__Work to complete__
Retype every entry exactly, character for character.

(Excerpts of pointing data)

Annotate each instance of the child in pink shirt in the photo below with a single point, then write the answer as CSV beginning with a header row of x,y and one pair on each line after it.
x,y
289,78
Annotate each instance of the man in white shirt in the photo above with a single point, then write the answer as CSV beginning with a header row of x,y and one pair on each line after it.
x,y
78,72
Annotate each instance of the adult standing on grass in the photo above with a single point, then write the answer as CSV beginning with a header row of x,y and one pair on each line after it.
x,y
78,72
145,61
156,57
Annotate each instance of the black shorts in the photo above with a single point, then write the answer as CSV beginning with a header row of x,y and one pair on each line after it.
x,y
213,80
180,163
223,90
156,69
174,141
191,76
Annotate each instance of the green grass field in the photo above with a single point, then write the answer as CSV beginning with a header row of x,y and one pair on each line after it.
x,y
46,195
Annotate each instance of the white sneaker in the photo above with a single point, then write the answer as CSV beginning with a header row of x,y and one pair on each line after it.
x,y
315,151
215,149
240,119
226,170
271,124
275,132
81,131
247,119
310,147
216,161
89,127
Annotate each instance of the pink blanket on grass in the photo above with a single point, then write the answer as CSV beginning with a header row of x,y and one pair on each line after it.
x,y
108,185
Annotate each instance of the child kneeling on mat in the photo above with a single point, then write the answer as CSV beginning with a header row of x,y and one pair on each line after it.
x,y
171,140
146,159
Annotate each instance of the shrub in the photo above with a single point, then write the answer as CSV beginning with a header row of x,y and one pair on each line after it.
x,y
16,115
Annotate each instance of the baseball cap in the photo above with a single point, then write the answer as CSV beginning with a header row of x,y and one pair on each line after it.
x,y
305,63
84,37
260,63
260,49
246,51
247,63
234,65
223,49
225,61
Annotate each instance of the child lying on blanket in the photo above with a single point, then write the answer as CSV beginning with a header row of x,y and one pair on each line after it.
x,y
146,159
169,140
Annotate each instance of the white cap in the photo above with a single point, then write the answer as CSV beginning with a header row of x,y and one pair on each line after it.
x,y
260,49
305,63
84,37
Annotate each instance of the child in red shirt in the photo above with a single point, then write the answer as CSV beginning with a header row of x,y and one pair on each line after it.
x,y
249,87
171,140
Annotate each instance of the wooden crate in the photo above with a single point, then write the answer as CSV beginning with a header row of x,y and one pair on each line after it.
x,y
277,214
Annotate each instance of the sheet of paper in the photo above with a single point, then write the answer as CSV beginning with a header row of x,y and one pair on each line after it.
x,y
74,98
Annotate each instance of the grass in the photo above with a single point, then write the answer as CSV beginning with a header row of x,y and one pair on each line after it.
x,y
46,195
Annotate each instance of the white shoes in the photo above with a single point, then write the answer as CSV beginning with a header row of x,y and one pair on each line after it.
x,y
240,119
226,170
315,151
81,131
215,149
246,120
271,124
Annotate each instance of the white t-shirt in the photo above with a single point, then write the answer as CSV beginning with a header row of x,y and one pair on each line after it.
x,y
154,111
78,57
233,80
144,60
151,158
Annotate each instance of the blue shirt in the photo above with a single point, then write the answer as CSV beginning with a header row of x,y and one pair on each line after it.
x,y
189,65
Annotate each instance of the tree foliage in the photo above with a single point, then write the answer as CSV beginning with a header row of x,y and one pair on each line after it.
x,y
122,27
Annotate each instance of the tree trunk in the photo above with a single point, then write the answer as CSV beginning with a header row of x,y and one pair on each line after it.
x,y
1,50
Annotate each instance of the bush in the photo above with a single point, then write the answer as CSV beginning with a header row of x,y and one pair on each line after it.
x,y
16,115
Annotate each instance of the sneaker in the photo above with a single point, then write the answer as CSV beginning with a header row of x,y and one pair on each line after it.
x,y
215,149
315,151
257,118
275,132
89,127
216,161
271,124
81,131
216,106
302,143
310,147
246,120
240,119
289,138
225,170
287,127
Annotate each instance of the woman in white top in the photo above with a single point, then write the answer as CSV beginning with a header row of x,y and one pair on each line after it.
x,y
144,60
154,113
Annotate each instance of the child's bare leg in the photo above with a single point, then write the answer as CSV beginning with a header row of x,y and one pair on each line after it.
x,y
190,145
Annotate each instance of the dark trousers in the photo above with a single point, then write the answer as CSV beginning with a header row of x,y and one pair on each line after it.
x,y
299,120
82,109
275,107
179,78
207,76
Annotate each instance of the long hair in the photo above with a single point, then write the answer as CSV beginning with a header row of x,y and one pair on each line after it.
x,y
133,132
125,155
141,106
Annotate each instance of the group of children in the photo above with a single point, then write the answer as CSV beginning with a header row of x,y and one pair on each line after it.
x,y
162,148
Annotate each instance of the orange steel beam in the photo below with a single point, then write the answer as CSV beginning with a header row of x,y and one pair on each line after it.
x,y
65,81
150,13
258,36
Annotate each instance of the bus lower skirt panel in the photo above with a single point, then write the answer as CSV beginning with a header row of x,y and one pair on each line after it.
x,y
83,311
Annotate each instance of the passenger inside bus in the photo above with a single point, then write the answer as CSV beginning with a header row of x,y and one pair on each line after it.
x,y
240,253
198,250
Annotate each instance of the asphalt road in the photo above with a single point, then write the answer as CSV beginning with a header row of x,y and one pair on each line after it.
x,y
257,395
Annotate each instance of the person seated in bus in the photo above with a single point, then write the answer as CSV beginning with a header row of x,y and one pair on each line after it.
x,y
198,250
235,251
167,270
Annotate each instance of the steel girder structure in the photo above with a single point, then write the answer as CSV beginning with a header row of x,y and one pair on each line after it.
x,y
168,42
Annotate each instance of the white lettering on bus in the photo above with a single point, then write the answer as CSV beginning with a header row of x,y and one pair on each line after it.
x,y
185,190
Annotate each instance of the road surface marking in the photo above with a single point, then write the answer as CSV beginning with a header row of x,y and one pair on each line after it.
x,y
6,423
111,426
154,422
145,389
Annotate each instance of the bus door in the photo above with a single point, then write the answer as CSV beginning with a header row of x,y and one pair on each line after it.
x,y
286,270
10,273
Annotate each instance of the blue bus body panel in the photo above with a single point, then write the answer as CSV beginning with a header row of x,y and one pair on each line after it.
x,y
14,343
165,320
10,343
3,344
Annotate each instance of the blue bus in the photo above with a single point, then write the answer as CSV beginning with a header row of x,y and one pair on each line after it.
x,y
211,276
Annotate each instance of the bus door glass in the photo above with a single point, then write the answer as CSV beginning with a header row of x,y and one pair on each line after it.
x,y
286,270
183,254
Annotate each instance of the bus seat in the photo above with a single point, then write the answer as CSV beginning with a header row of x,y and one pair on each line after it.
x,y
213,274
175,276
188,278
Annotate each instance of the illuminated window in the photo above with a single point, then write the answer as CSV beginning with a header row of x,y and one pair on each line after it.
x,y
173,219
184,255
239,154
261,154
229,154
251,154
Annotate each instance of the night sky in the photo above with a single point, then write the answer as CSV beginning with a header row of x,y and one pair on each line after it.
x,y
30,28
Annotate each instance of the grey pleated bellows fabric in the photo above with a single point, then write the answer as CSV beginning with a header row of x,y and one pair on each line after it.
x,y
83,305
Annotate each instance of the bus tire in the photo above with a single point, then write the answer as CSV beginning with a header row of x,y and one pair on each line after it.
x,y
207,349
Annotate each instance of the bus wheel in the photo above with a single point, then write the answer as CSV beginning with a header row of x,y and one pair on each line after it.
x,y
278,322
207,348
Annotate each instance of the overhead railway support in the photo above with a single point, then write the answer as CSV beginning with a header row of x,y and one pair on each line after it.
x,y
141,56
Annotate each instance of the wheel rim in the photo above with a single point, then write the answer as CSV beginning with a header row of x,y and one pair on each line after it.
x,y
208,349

__Problem solution__
Annotate each instance of the child in pink shirt in the photo below with a single point, then write the answer as CSV beginning with a header row of x,y and one pair on each line after it.
x,y
289,78
Annotate each instance of the man in white shirt in the photo above with a single point, then write the answer as CSV beginning with a header row of x,y and one pair on each line after it.
x,y
78,72
Annotate each instance of the adult standing on grass in the photo above with a single point, then write the answer as CSV beginning with a header row of x,y and one pair on each line after it.
x,y
78,72
145,61
156,57
Annotate each instance of the black shorts in the photo above with a single point, then write the answer as CSV beginning with a header row of x,y and one pair on each line after it.
x,y
213,80
180,163
223,90
156,69
174,141
191,76
Annotate each instance of the green grass field in the photo above with a single point, then write the answer as CSV beginning with a header row of x,y and one pair on each line after it.
x,y
46,195
Annotate each instance of the white sneaker in the photo above with a single point, then write the answer as CSV beginning with a header row of x,y and one pair on each line after it.
x,y
315,151
215,149
240,119
226,170
271,124
275,132
81,131
247,119
310,147
216,161
89,127
Annotate each instance of the pink blanket on grass in the photo above with a single point, then write the answer as CSV beginning with a header row of x,y and one pair on each line after it.
x,y
108,185
Annotate each instance of the child kneeling on mat in the photo above with a single point, then write the answer as CSV beginning with a header row of x,y and one pair on each line after it.
x,y
171,140
146,159
Annotate each instance of the shrub in the photo above with a single point, then write the answer as CSV beginning with a header row of x,y and one pair on each line after it.
x,y
16,115
Annotate each instance of the baseball cap in the photo above with a single point, then write the answer as CSV beginning with a header row of x,y and one pair on each line after it.
x,y
305,63
84,37
260,63
260,49
246,51
247,63
234,65
223,49
225,61
Annotate each instance of the child lying on blanket in the photo above with a single point, then write the answer as CSV beginning with a header row of x,y and one pair on each line after it.
x,y
146,159
169,140
Annotate each instance of the white cap in the photo above with a single point, then write the answer as CSV beginning with a header row of x,y and one pair on each line after it.
x,y
260,49
305,63
84,37
Annotate each instance of the child in red shirt in the photo above with a single point, then write the answer as CSV beginning with a header row of x,y and one pair on each line after it.
x,y
249,87
171,140
Annotate each instance of the wooden crate in the photo above with a single point, then write the answer as CSV beginning with a header row of x,y and one pair on each line after it.
x,y
277,214
Annotate each instance of the sheet of paper in the photo above with a single point, then write the answer as CSV beginning with a header row of x,y and one pair on each line after it.
x,y
74,98
Annotate each instance of the grass in the photo above with a single point, then write the answer as CSV beginning with a header row of x,y and one pair on each line after it.
x,y
46,195
Annotate each instance of the white shoes in the photo above with a single point, then write the answer as CSV beginning with a header row of x,y and one pair on each line after it.
x,y
240,119
226,170
315,151
81,131
215,149
246,120
271,124
Annotate each instance of the white t-shirt in the photo above with a single point, then write the answer as CSV beginning with a header row of x,y and one pair on each line after it.
x,y
154,111
78,57
233,80
144,60
151,158
Annotate each instance of the blue shirt in the photo above with a single point, then write the answer as CSV beginning with a header row of x,y and one pair on each line after it.
x,y
189,65
Annotate each instance of the tree foliage in the photo above with a single point, then write the answer as CSV beginning with a header row of x,y and one pair on each line after it.
x,y
122,27
Annotate each instance of the tree trunk in the photo above with a single point, then write the answer as CSV beginning with a header row of x,y and one pair on each line after it.
x,y
1,50
Annotate each instance of the bush in the photo above with a single point, then write the answer as CSV beginning with a header row of x,y and one pair on each line after it.
x,y
16,115
Annotate each instance of the sneaker in the photo above with a single point, then write the answer as CSV beginning with a header row of x,y and one pair on each line after it.
x,y
215,149
315,151
257,118
275,132
89,127
216,161
271,124
81,131
216,106
302,143
310,147
246,120
240,119
289,138
225,170
287,127
Annotate each instance of the woman in white top in the photo above with a single point, then write the answer as CSV beginning with a header row of x,y and one pair on each line after it.
x,y
144,60
154,113
Annotate each instance of the child's bare leg in the photo above with a single point, then write the answer as CSV beginning with a header row of x,y and one pair on each line after it.
x,y
190,145
Annotate each instance of the dark trousers in the photo above with a single point, then write the answer as CSV beginning with a header row of x,y and one pair on each line after it.
x,y
299,120
82,109
275,107
179,78
207,76
Annotate each instance of the long hair in the photo above with a single point, then write the answer as CSV beginning with a header row of x,y and one pair on each line after it.
x,y
133,132
125,155
141,106
Annotate each instance of the group of children in the photo above with a single point, then write the answer as CSV beginning with a header row of x,y and one pair on each line after it.
x,y
162,148
Annotate each instance of the orange steel beam in the photo below with a single point, then write the answer as CSV beginning with a header row of x,y and one pair on each line after it.
x,y
65,81
150,13
258,36
Annotate each instance of the bus lower skirt panel in the photo above with a single point, then write the answer as CSV beginning with a header row of x,y and one pair on each line after it.
x,y
83,311
Annotate each instance of the passenger inside bus in the photo above with a single point, then write the answer as CSV beginning with a header row of x,y and one pair on each line after it.
x,y
240,253
198,250
Annotate each instance of the asphalt road in the photo above with a single point, then write the answer as CSV beginning with a header row of x,y and one pair on each line after it.
x,y
257,395
Annotate each instance of the person seated in bus in the photo above with a single point, then write the answer as CSV beginning with a header row of x,y and one pair on each line after it.
x,y
198,250
235,251
167,270
Annotate each instance of the steel girder structure in the photo above with a single point, then write the answer as CSV beginning with a header row of x,y and one pair on each line after it.
x,y
168,42
Annotate each instance of the white lettering on bus in the photo above with a single point, then write the answer as CSV beginning with a header row of x,y and one pair on each line after it.
x,y
185,190
Annotate each instance of the road surface marking in the photo above with a single point, then write the answer as CSV beginning with a header row of x,y and one pair on each line after it.
x,y
6,423
111,426
154,422
145,389
Annotate each instance of the bus door in the photo above with a single point, then write the answer as CSV beginning with a header row of x,y and one pair on each line after it.
x,y
286,270
10,273
Annotate each instance of the blue bus body panel in the photo above with a single point, then write the answer as CSV beginning with a header row of x,y and one pair on each line after it.
x,y
14,343
165,320
10,343
3,344
Annotate each instance of the blue bus in the photo above with a single point, then write the answer as CSV beginning with a header row of x,y and one pair on each line after it.
x,y
211,276
Annotate each instance of the bus door glass in the photo above with a single point, then write the answer as CSV beginning with a header row of x,y and one pair on each line after it.
x,y
286,270
183,254
Annotate each instance of the bus seat in the photo above with a single point, then write the answer as CSV beginning with a header row of x,y and one pair on each line after it.
x,y
213,274
175,276
188,278
Annotate each instance of the illuminated window in the photo above with a single point, then write the answer as CSV beginning with a header row of x,y and one pair on each line after it.
x,y
173,219
184,255
239,154
261,154
229,154
251,154
Annotate each instance of the night sky in the photo above with a single point, then write the answer as CSV beginning with a header row of x,y and one pair on each line after it.
x,y
30,28
Annotate each instance of the grey pleated bellows fabric in the photo above with a single point, then write the answer as CSV beginning with a header row of x,y and one pair on each line after it.
x,y
83,305
Annotate each instance of the bus tire in the photo above with a single point, then write the answer as CSV beginning with a header row of x,y and one pair on each line after it.
x,y
207,349
Annotate each instance of the bus wheel in the photo above with a single point, then write the answer as CSV beginning with a header row of x,y and one pair on each line after it.
x,y
278,322
207,348
Annotate each instance of the overhead railway support in the photo above with a single point, then write the answer as CSV beginning with a header row of x,y and one pair on each line after it.
x,y
141,56
Annotate each instance of the wheel rim in the photo above with a single point, then write the answer as CSV beginning with a header row of x,y and one pair on each line after it.
x,y
208,349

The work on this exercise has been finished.